### WHAT IS BEING ASKED
Nothing but the records themselves, exactly as written and free of pictures, should appear in your response.

### TASK MATERIAL
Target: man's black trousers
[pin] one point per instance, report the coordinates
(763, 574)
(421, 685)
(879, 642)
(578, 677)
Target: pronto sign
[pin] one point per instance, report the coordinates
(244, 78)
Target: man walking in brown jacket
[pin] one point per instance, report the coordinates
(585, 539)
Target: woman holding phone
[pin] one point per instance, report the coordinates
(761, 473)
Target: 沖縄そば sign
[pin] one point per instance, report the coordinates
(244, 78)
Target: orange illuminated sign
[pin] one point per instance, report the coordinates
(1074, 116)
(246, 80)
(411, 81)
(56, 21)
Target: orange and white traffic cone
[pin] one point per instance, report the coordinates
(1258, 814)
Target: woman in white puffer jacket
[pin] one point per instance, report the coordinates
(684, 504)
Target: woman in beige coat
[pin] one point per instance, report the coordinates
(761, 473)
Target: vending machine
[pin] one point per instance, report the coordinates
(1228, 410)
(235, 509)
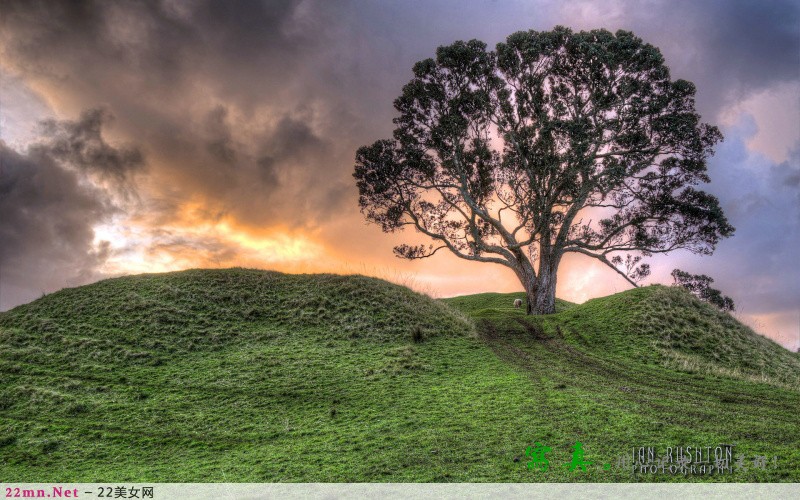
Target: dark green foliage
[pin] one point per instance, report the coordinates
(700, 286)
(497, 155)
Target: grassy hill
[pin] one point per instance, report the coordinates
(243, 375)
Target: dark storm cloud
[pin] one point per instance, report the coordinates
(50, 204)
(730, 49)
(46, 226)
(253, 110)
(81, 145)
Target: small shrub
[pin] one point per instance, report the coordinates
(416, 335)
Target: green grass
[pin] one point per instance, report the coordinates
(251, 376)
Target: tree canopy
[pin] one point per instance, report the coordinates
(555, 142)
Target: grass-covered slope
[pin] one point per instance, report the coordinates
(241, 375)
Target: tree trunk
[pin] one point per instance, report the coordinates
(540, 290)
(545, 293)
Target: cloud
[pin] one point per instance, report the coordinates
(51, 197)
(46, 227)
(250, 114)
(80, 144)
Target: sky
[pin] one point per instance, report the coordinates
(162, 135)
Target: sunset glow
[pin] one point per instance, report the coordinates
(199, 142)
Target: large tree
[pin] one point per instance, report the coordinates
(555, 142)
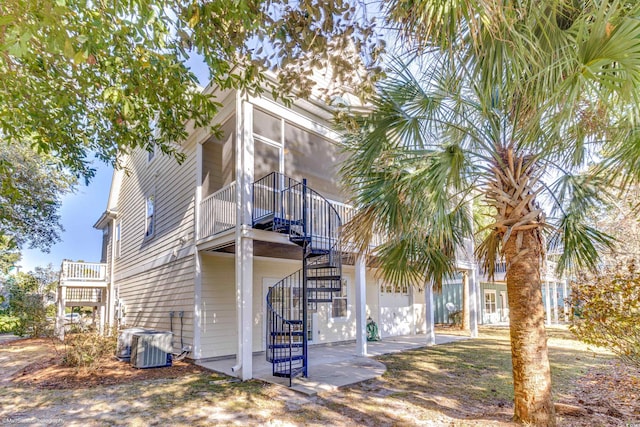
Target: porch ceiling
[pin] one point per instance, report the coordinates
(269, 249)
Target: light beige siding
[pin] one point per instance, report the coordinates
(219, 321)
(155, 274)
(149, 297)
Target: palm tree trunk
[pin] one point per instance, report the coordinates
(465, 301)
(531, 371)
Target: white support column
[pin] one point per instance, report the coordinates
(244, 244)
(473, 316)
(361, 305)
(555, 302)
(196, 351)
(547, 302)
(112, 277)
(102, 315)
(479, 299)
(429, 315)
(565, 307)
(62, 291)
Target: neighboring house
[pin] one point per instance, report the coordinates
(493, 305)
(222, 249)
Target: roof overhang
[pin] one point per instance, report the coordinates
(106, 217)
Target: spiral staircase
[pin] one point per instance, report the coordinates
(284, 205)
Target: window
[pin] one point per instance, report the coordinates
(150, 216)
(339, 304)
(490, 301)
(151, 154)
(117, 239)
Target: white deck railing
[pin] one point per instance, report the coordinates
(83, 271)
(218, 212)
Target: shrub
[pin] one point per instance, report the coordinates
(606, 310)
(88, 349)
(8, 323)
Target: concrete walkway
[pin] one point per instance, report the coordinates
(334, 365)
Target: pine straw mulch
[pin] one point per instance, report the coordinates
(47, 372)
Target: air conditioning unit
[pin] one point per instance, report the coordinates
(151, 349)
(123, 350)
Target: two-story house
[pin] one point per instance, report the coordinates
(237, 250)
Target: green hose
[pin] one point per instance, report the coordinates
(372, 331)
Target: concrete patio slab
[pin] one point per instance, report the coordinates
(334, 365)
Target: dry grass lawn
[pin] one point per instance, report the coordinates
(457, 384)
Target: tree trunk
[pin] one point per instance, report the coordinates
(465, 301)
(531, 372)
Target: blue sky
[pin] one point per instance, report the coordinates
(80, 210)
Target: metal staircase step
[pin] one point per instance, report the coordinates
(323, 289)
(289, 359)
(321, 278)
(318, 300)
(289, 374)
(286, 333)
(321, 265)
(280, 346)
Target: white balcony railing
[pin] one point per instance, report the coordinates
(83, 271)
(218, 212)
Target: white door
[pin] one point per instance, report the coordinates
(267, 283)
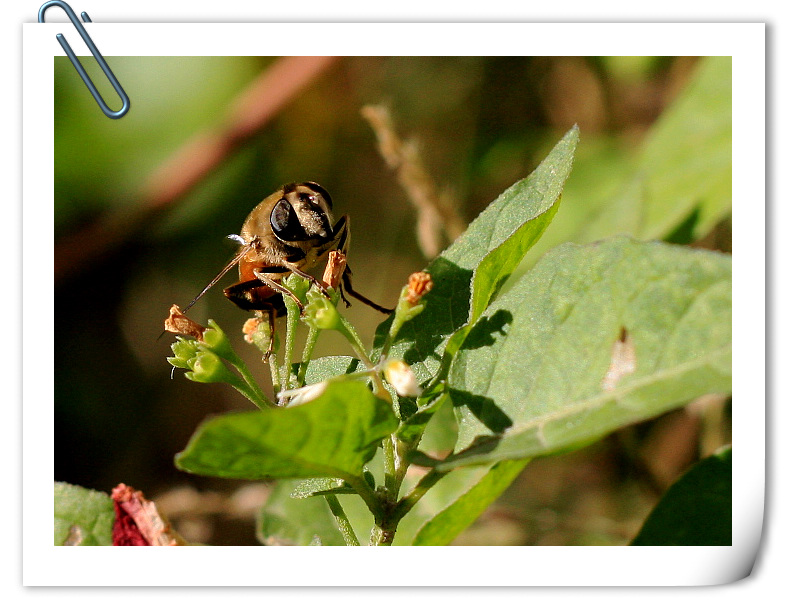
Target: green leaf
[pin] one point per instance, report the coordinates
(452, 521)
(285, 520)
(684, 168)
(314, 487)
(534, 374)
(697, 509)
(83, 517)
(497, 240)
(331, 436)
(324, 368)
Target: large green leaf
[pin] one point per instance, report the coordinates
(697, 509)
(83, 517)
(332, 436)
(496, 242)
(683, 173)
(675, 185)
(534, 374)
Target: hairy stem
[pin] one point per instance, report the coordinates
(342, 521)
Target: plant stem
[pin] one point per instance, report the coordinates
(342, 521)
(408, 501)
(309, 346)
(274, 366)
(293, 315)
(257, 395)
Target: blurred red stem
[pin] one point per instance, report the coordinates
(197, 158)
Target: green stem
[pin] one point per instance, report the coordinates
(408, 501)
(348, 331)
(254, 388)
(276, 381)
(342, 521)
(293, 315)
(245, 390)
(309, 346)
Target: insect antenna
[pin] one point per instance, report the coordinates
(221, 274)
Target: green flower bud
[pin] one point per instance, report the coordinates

### EXERCISE OUTPUT
Target: man's black trousers
[pin] one point per instance, report the coordinates
(763, 574)
(421, 685)
(879, 642)
(578, 677)
Target: pronto sign
[pin] one point per instance, report the coordinates
(244, 78)
Target: man walking in brown jacket
[pin] one point per instance, report the coordinates
(585, 539)
Target: woman holding phone
[pin] one point per instance, report the coordinates
(761, 473)
Target: 沖縄そば sign
[pin] one point per instance, report the coordinates
(244, 78)
Target: orange illuminated sign
[pin] one point per instance, report the coordinates
(1074, 116)
(246, 80)
(411, 81)
(56, 21)
Target: orange and white traffic cone
[pin] one point per instance, report the coordinates
(1258, 814)
Target: woman in white puffer jacket
[pin] one point per instance, report the coordinates
(684, 504)
Target: woman in beige coat
[pin] one point per instance, report the coordinates
(761, 473)
Target: vending machine
[pin] one point per instance, report the coordinates
(1228, 410)
(235, 509)
Target: dark green foliage
[pin] one point per instance, report the coordinates
(700, 286)
(497, 155)
Target: grassy hill
[pin] one point per instance, report the coordinates
(243, 375)
Target: dark storm cloud
[pin] one point per instance, report the coordinates
(50, 204)
(730, 49)
(46, 226)
(253, 110)
(81, 145)
Target: small shrub
[pin] one point per instance, report the coordinates
(416, 335)
Target: green grass
[pin] one point per instance, report the coordinates
(251, 376)
Target: tree canopy
[pin] one point per instance, report the coordinates
(555, 142)
Target: grass-covered slope
[pin] one point per instance, report the coordinates
(241, 375)
Target: tree trunk
[pin] one point per instance, report the coordinates
(540, 290)
(545, 293)
Target: cloud
[pin] one point per instance, report the coordinates
(51, 197)
(46, 227)
(250, 114)
(80, 144)
Target: sky
[pin] one point per instance, report the coordinates
(162, 135)
Target: sunset glow
[pin] one point per instance, report the coordinates
(199, 142)
Target: large tree
[pin] one point per instance, report the coordinates
(555, 142)
Target: porch ceiling
[pin] one point per instance, report the coordinates
(269, 249)
Target: light beige siding
[pin] one point per instance, report the coordinates
(219, 321)
(155, 274)
(149, 297)
Target: palm tree trunk
[pin] one point per instance, report the coordinates
(465, 301)
(531, 371)
Target: white support column
[pin] one point per instance, report the coordinates
(244, 244)
(473, 316)
(361, 305)
(555, 302)
(196, 351)
(547, 302)
(112, 277)
(102, 315)
(479, 299)
(429, 315)
(565, 307)
(62, 291)
Target: neighboring house
[pin] one point per instance, report the coordinates
(493, 305)
(222, 249)
Target: roof overhang
[pin] one point per instance, report the coordinates
(106, 217)
Target: spiral staircase
[pin] one point per instance, report the coordinates
(284, 205)
Target: window
[pin] one point per instance, report the coordinates
(150, 216)
(339, 304)
(490, 301)
(151, 154)
(117, 239)
Target: white deck railing
[pin] one point per instance, report the coordinates
(83, 271)
(218, 212)
Target: shrub
[pin] one point per instance, report the coordinates
(606, 310)
(88, 349)
(8, 323)
Target: concrete walkway
[pin] one point per instance, report the coordinates
(334, 365)
Target: pine straw mulch
[pin] one point per instance, report the coordinates
(47, 372)
Target: air conditioning unit
[pin] one point per instance, report the coordinates
(151, 349)
(123, 350)
Target: two-story house
[pin] one point per instance, report the coordinates
(237, 250)
Target: green hose
[pin] one point per instance, report the coordinates
(372, 331)
Target: concrete patio slab
[pin] one point per instance, report the coordinates
(334, 365)
Target: dry grass lawn
[pin] one point per instance, report the coordinates
(457, 384)
Target: tree trunk
[pin] one point per instance, report the coordinates
(465, 301)
(531, 372)
Target: blue sky
[pin] one point per instance, report the coordinates
(80, 210)
Target: metal staircase step
[pin] one point per instance, report the coordinates
(323, 289)
(289, 359)
(321, 278)
(318, 300)
(289, 374)
(286, 333)
(321, 265)
(280, 346)
Target: white balcony railing
[pin] one point per instance, report the coordinates
(83, 271)
(218, 212)
Target: white door
[pin] one point per instance, report the coordinates
(267, 283)
Target: green leaf
[pin] one point per instance, report the coordinates
(452, 521)
(285, 520)
(684, 168)
(314, 487)
(534, 374)
(697, 509)
(83, 517)
(497, 240)
(331, 436)
(324, 368)
Target: large green leaf
[pin] one point per instance, report the coordinates
(697, 509)
(83, 517)
(332, 436)
(496, 242)
(683, 173)
(675, 185)
(534, 374)
Target: hairy stem
[pin] one point per instance, report the coordinates
(342, 521)
Target: plant stem
[pin] one point per instance, report the coordinates
(342, 521)
(408, 501)
(309, 346)
(274, 366)
(293, 315)
(257, 395)
Target: blurred red stem
[pin] one point per instance, report the coordinates
(197, 158)
Target: green stem
[pin] one point per instance, report the coordinates
(408, 501)
(348, 331)
(254, 388)
(276, 381)
(342, 521)
(293, 315)
(245, 390)
(309, 346)
Target: insect antenna
[pin] one point per instance, report the coordinates
(221, 274)
Target: green flower bud
[pin] one point per instance, report the coordinates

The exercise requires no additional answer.